» Text segment:
--

Ahhh, xtian charity.
This little smidget was the latest release:
The consequences of marriage are reflected in the fact that children in average, intact, married families are more likely to thrive(2) than children in average single and step-parent families, or families headed by cohabiting couples. In fact communities where “good-enough” marriages are common have better outcomes for children, women, and men than do communities marked by high rates of divorce(3), unmarried childbearing, cohabitation(4), and high-conflict or violent marriages. Moreover, these benefits derived from a strong marriage culture extend across lines of race, ethnicity, and class. Marriage, it seems, has important positive biosocial consequences for both adults and children(5).What. The. Blithering. Hell. Are. You. Arguing?
Let us explore just one glaring idiocy, correlation and causality. Perhaps it may be easier to be married, have teh 'traditional' life, IF YOU"RE NOT SO DAMNABLY STRESSED TRYING TO SURVIVE EACH DAY. Education! Jobs! Nutrition! A safe bed at night!
Whoops, sorry, the paleosocialist leapt out there for a moment, let me cure him.
"I got mine fuck you. I got mine fuck you. I got mine fuck you. I got mine fuck you. I got mine fuck you. I got mine fuck you. I got mine fuck you. I got mine fuck you. I got mine fuck you."
Better now.
John Helmberger from Minnesotans United In Peeing Themselves followed shortly with a letter about the dreadful consequences of same-sex marriage in Canada.
Shorter:
Gay Canadians are getting married and being treated with basic human respect, and an archbishop had his fee-fees hurt.
If'n you want, take a look at the whole bloody stupid Cassandra thingy after the jump. Ya gots yer $16 words (inflation), quotes from unknown philosophers and such, and I'll be damned if I can find a single argument against gay marriage (not that I've been able to yet.) This is a giant pile of cherry-picked statistics, mixed correlation and causality, and the writer either needs to get on drugs, change drugs, or get off drugs. Pick one, Slappy, lemme know how it goes, as I'm sure you will.
Marriage is virtually a universal human institution. It is more than just a private emotional relationship (cohabitation is not the functional equivalent of marriage), it is also a social good(1).
This is not to claim that marriage is a panacea that will solve all of our social problems. Or even that every person can or should marry. But marriage matters. And the institutional strength of marriage in our society has clear consequences for children, adults, and the communities in which they live.

--

» Provided information:

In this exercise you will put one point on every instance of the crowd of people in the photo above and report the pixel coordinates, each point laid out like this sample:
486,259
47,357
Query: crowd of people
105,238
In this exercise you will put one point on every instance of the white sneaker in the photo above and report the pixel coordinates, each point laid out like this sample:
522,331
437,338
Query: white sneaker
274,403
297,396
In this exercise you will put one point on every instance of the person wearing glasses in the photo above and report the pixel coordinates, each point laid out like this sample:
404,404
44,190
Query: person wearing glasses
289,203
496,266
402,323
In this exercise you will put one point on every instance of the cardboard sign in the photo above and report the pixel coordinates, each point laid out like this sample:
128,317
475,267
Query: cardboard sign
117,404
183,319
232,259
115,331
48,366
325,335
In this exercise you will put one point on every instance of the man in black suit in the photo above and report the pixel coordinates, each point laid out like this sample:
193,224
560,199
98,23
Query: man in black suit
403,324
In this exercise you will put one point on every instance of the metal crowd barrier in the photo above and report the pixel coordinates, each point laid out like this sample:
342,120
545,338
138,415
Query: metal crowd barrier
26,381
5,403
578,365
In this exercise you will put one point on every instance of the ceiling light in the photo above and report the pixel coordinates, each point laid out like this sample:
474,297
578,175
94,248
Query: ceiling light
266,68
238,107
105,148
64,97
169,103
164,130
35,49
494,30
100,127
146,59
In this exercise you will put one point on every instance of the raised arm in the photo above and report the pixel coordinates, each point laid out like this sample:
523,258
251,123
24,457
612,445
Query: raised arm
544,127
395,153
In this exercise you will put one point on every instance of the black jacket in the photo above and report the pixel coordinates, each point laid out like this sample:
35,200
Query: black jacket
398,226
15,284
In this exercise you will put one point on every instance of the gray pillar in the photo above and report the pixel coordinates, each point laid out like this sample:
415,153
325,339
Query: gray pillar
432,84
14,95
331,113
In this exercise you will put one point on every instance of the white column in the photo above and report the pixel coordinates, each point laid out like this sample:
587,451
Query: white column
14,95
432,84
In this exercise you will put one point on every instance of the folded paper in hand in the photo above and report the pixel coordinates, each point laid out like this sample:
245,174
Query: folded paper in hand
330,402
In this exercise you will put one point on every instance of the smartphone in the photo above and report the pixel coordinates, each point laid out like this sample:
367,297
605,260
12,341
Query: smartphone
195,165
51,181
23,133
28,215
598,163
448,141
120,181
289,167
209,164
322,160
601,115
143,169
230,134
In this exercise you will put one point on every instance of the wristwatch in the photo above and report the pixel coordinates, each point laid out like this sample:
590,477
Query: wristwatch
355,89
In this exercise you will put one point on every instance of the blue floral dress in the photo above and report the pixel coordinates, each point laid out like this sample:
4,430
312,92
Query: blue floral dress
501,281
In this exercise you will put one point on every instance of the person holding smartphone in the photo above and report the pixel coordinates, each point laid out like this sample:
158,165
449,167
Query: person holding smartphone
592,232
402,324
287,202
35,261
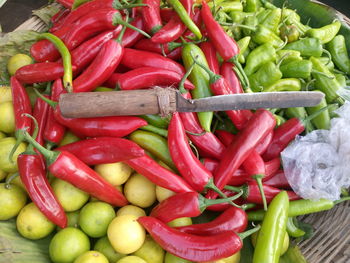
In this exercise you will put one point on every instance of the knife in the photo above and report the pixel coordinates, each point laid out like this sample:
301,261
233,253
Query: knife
165,101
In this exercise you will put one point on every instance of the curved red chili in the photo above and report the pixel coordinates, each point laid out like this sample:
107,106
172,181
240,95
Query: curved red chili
33,176
159,175
39,72
134,58
206,142
101,68
232,219
103,150
192,247
148,77
151,15
282,136
256,129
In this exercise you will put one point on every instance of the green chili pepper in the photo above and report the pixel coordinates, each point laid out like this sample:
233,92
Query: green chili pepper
271,236
321,121
258,57
286,56
185,18
156,120
66,59
307,47
243,44
264,35
155,144
339,52
251,5
327,85
200,80
325,33
288,84
292,229
267,74
272,21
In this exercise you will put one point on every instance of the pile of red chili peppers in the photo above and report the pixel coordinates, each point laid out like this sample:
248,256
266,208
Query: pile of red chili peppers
141,47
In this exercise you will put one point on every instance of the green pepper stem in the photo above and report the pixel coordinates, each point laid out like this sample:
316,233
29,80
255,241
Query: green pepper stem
248,233
117,19
154,129
258,178
66,59
212,76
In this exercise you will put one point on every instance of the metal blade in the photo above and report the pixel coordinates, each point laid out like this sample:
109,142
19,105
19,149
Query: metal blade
250,101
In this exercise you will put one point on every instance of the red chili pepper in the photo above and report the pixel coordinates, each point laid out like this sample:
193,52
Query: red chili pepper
54,131
256,129
39,72
151,15
44,50
83,10
159,175
206,142
148,77
282,136
278,180
103,150
137,58
33,176
192,247
101,68
190,204
232,219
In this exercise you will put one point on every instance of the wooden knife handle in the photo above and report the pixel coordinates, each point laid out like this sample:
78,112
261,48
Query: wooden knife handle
118,103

--

» What to work on:
• A. Can you restate everything in the blog post from "Better now." down to "his fee-fees hurt.", replacing "archbishop" with "cardinal"?
• B. Which lines of the records contain the string "crowd", with case counting? Return each of those lines in full.

» Expected results:
• A.
Better now.
John Helmberger from Minnesotans United In Peeing Themselves followed shortly with a letter about the dreadful consequences of same-sex marriage in Canada.
Shorter:
Gay Canadians are getting married and being treated with basic human respect, and an cardinal had his fee-fees hurt.

• B.
In this exercise you will put one point on every instance of the crowd of people in the photo above and report the pixel coordinates, each point laid out like this sample:
Query: crowd of people
In this exercise you will put one point on every instance of the metal crowd barrier in the photo above and report the pixel coordinates, each point laid out like this sample:
Query: metal crowd barrier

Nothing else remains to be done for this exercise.